══ DATASET CONTENT ══

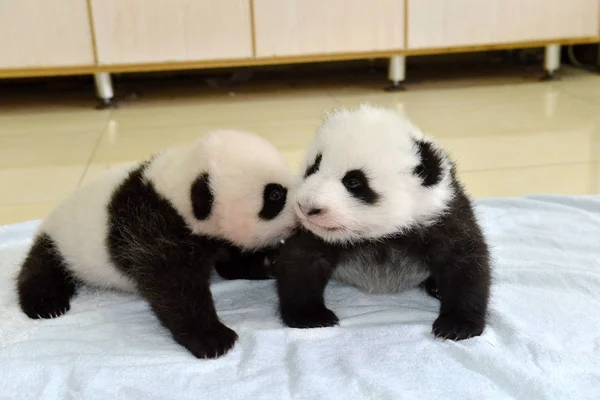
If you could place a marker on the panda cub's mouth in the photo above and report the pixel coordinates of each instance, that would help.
(311, 225)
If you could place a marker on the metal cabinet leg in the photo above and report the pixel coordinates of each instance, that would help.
(551, 62)
(104, 90)
(396, 73)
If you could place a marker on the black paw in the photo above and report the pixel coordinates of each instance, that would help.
(456, 327)
(310, 318)
(210, 343)
(45, 304)
(431, 288)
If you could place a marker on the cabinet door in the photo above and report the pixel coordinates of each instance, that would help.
(453, 23)
(157, 31)
(304, 27)
(42, 33)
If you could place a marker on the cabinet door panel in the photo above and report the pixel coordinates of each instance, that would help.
(304, 27)
(156, 31)
(41, 33)
(454, 23)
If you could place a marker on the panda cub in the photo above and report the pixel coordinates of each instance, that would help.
(157, 228)
(381, 208)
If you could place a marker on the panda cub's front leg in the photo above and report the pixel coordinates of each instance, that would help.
(303, 271)
(181, 299)
(463, 280)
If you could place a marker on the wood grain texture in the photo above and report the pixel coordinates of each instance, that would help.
(149, 31)
(449, 23)
(305, 27)
(40, 33)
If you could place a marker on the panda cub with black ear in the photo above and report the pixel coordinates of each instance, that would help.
(381, 208)
(157, 228)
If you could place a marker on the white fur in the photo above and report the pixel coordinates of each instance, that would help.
(239, 165)
(79, 227)
(380, 142)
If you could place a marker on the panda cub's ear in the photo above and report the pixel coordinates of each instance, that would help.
(202, 197)
(430, 168)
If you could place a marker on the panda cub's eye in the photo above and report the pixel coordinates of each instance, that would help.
(274, 199)
(352, 183)
(275, 194)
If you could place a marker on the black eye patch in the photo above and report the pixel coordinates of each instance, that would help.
(314, 167)
(274, 197)
(357, 184)
(202, 197)
(430, 167)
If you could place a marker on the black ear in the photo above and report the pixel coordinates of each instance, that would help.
(430, 168)
(202, 197)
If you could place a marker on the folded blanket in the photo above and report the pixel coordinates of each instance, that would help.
(542, 341)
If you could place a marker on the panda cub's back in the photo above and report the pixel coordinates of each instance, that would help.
(79, 227)
(380, 268)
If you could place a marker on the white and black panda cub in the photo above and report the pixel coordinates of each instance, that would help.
(381, 208)
(157, 228)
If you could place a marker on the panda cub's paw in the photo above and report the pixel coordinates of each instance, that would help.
(211, 343)
(317, 317)
(456, 327)
(46, 302)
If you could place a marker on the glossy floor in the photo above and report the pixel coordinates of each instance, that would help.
(510, 136)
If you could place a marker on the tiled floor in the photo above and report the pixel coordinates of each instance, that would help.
(510, 137)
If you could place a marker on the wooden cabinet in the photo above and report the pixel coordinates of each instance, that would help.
(455, 23)
(305, 27)
(39, 34)
(161, 31)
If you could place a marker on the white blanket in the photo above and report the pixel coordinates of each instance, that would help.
(542, 341)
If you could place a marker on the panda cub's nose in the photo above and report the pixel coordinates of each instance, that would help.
(311, 211)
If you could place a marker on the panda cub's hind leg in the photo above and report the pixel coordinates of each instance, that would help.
(44, 284)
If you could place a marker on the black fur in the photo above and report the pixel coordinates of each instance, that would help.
(274, 198)
(430, 168)
(453, 250)
(202, 197)
(44, 284)
(357, 184)
(150, 242)
(236, 264)
(314, 167)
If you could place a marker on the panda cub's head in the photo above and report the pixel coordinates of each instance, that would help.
(232, 185)
(369, 173)
(244, 192)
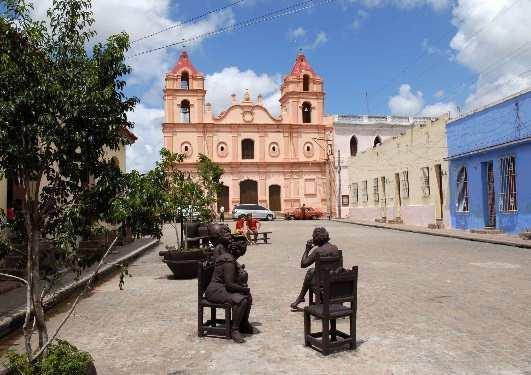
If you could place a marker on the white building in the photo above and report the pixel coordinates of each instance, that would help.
(357, 133)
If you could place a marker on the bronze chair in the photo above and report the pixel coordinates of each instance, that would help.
(340, 287)
(213, 327)
(323, 265)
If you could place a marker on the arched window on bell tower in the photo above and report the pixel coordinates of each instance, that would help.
(185, 112)
(306, 82)
(185, 81)
(306, 112)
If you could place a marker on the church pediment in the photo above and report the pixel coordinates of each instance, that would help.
(246, 114)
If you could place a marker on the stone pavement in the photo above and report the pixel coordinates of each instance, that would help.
(426, 305)
(12, 302)
(498, 239)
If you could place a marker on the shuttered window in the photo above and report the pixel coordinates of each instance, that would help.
(462, 190)
(508, 184)
(425, 181)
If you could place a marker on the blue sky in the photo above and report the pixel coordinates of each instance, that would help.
(412, 57)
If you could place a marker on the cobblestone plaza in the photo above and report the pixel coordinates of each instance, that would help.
(426, 305)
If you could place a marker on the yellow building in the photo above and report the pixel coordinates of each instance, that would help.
(405, 179)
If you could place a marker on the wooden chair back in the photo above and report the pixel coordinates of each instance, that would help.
(325, 264)
(340, 286)
(204, 275)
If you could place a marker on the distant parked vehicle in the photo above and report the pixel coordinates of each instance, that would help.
(309, 214)
(258, 212)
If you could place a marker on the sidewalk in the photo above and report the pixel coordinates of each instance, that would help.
(498, 239)
(12, 303)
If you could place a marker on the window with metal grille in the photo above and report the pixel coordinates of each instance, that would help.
(354, 193)
(404, 184)
(364, 193)
(185, 112)
(508, 184)
(345, 200)
(306, 112)
(247, 149)
(425, 181)
(185, 81)
(462, 190)
(375, 192)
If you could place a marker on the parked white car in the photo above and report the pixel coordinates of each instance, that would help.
(258, 212)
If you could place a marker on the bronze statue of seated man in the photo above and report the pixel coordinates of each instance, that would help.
(320, 238)
(229, 282)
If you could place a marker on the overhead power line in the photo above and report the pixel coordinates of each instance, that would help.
(292, 9)
(190, 20)
(465, 46)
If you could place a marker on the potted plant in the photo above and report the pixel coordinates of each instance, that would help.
(189, 208)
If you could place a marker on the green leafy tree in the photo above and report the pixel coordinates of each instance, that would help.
(188, 195)
(60, 108)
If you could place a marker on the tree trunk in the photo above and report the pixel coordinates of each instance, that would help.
(34, 307)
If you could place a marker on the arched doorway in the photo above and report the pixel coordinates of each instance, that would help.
(274, 198)
(223, 198)
(248, 191)
(353, 146)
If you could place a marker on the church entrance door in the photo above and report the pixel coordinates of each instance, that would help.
(274, 198)
(248, 192)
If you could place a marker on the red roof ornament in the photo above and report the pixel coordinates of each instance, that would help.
(302, 65)
(184, 62)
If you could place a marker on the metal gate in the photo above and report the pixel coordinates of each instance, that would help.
(491, 196)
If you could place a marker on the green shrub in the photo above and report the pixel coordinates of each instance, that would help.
(61, 358)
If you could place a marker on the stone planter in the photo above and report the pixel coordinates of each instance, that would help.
(183, 264)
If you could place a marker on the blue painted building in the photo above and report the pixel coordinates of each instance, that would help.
(489, 153)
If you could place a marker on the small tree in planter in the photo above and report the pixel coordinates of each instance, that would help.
(188, 197)
(60, 108)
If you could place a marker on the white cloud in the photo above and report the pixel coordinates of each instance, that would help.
(439, 94)
(231, 80)
(440, 108)
(409, 103)
(406, 103)
(148, 128)
(407, 4)
(493, 41)
(319, 40)
(294, 34)
(361, 15)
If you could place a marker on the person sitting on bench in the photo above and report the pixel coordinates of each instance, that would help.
(229, 283)
(320, 238)
(253, 226)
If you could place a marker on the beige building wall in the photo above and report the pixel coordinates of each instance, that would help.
(406, 178)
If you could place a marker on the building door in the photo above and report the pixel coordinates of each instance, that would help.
(223, 197)
(398, 200)
(274, 198)
(440, 200)
(383, 199)
(248, 191)
(491, 197)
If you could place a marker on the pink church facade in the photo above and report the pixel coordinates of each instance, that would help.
(278, 162)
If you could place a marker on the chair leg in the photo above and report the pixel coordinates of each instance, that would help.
(325, 339)
(307, 328)
(213, 316)
(353, 331)
(228, 321)
(200, 331)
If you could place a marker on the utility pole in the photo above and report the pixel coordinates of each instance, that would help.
(339, 184)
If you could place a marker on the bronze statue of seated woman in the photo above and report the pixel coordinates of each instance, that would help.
(229, 281)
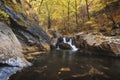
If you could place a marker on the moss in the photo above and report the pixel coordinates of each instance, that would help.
(15, 6)
(4, 16)
(46, 46)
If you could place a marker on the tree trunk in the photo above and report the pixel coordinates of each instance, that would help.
(76, 12)
(68, 1)
(87, 9)
(49, 16)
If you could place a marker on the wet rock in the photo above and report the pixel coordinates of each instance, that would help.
(10, 48)
(64, 46)
(96, 43)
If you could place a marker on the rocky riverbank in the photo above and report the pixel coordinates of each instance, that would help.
(96, 43)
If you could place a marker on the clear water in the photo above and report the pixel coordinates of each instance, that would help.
(69, 65)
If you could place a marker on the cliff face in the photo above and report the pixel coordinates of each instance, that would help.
(10, 48)
(24, 24)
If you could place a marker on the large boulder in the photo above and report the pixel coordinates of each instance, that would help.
(96, 43)
(10, 48)
(24, 23)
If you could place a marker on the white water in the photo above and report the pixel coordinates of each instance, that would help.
(74, 48)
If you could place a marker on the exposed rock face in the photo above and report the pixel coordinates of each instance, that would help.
(94, 43)
(10, 48)
(24, 24)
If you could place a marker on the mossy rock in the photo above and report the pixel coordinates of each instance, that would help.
(4, 16)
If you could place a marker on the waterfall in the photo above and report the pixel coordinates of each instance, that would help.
(74, 48)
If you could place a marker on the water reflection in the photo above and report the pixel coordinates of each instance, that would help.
(6, 72)
(68, 65)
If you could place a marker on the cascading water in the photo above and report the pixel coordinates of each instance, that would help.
(74, 48)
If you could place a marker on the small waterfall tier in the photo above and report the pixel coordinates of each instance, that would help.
(68, 41)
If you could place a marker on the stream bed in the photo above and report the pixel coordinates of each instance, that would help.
(68, 65)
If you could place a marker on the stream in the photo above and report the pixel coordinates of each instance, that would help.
(69, 65)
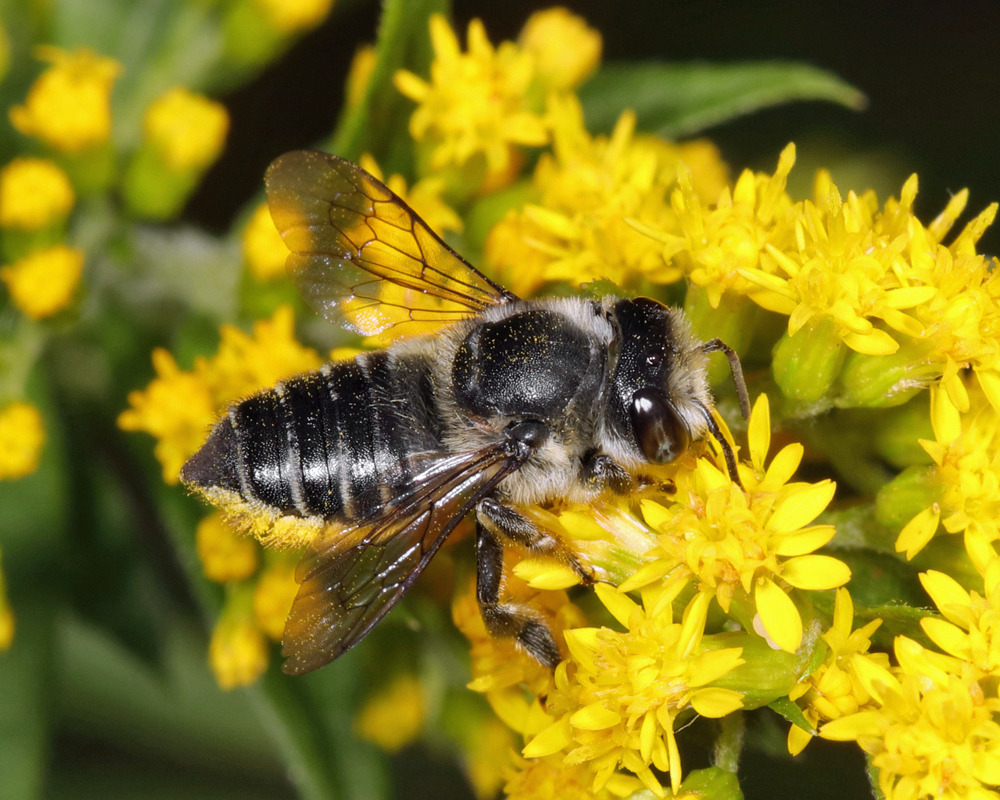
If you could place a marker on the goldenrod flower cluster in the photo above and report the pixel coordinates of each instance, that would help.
(718, 590)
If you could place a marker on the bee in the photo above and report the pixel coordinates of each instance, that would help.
(498, 403)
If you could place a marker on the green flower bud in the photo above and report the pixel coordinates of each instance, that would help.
(806, 364)
(905, 496)
(883, 381)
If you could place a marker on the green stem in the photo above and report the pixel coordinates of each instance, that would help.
(729, 743)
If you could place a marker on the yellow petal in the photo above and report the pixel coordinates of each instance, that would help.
(759, 432)
(594, 717)
(779, 616)
(803, 541)
(802, 507)
(551, 740)
(918, 532)
(944, 590)
(815, 573)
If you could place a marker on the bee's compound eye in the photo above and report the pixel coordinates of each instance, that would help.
(659, 431)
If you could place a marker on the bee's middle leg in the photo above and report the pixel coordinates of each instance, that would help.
(508, 620)
(505, 522)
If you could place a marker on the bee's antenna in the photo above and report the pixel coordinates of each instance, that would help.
(719, 346)
(727, 451)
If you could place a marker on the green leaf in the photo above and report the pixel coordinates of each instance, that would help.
(677, 100)
(25, 678)
(792, 713)
(378, 123)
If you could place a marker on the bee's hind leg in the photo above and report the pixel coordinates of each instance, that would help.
(508, 619)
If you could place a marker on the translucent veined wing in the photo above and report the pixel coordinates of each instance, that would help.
(361, 257)
(355, 575)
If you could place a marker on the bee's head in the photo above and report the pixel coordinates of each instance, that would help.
(659, 400)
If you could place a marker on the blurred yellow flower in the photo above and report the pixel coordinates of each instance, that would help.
(43, 283)
(618, 696)
(476, 102)
(224, 554)
(34, 194)
(187, 130)
(359, 74)
(290, 16)
(933, 732)
(394, 717)
(575, 229)
(273, 596)
(965, 475)
(238, 651)
(834, 690)
(178, 407)
(755, 539)
(549, 777)
(263, 249)
(22, 435)
(424, 197)
(8, 624)
(69, 106)
(567, 50)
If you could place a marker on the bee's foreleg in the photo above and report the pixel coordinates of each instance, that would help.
(505, 522)
(507, 619)
(603, 472)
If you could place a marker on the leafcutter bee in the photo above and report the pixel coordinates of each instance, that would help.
(499, 403)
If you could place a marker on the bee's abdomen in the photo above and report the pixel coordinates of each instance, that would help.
(331, 443)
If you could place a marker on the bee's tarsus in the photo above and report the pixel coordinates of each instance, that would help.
(719, 346)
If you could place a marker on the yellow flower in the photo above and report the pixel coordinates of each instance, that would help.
(567, 50)
(618, 697)
(715, 236)
(934, 731)
(34, 194)
(69, 106)
(359, 74)
(584, 191)
(289, 16)
(487, 751)
(424, 197)
(834, 689)
(273, 596)
(237, 652)
(966, 472)
(179, 407)
(43, 282)
(7, 622)
(755, 540)
(263, 248)
(22, 436)
(476, 103)
(224, 554)
(547, 778)
(970, 630)
(187, 130)
(394, 717)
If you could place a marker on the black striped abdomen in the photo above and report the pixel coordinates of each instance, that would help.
(332, 443)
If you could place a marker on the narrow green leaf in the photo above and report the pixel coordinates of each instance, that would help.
(25, 678)
(378, 123)
(683, 99)
(792, 713)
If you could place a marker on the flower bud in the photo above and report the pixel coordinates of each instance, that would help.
(807, 363)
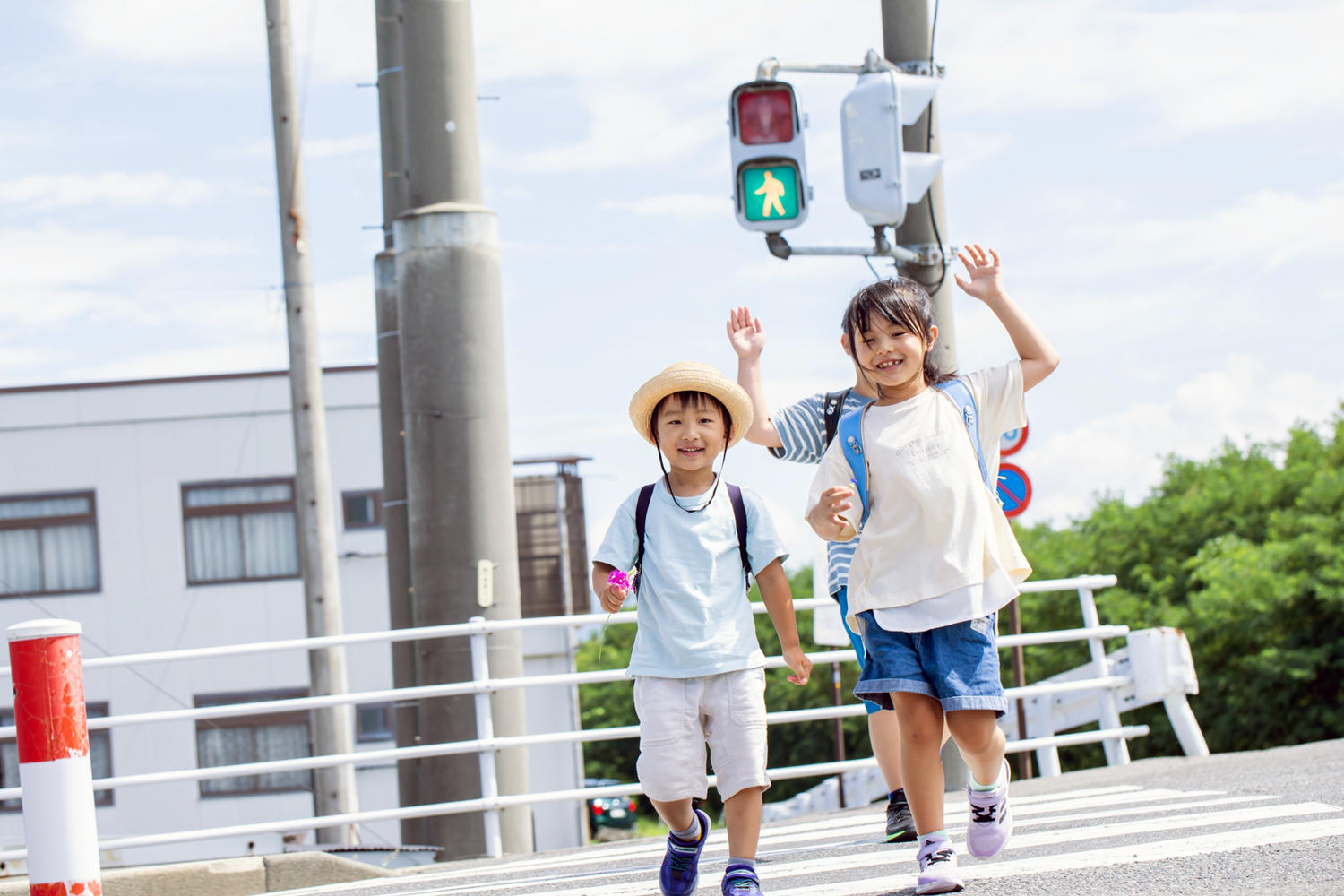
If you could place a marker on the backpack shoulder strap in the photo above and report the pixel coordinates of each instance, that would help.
(851, 437)
(965, 401)
(831, 408)
(739, 519)
(642, 514)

═══

**YOUR GOAL**
Look for the line that contains "If you could place a marker on the bee's abdomen", then please copy it and the rest of the lines through the end of the data, pictures excluded.

**SOLUTION**
If you could place a marker on the bee's abdomen in the photo above and report the pixel coordinates of each instance, that would help.
(331, 443)
If you could place a marker on the bee's tarsus in the photo above and report the pixel coordinates of each instance, that would help.
(719, 346)
If you could place a marker on the yellow flower in the photo above and report the pixel coordinates of each instance, that would help.
(567, 50)
(618, 697)
(715, 236)
(934, 731)
(34, 194)
(69, 106)
(359, 74)
(584, 191)
(289, 16)
(487, 751)
(424, 197)
(834, 689)
(273, 596)
(237, 652)
(966, 472)
(179, 407)
(43, 282)
(7, 622)
(755, 540)
(263, 248)
(22, 436)
(476, 103)
(224, 554)
(547, 778)
(970, 630)
(187, 130)
(394, 717)
If you could place a marker on the black striped abdomen in the photo above and report the pixel coordinates of each instance, that would help.
(332, 443)
If you could place a marker on the narrow green leaf in the photo above and report the pixel coordinates of each instance, that would help.
(25, 678)
(378, 123)
(683, 99)
(792, 713)
If you could place a marker on the flower bud in the photo above and report the pixel coordinates of each instance, that would help.
(807, 363)
If you could place a marker on the backpack shoulder strap in the photo above and report the pixel coordinates of each instance, that would help.
(851, 437)
(965, 401)
(831, 408)
(739, 519)
(642, 514)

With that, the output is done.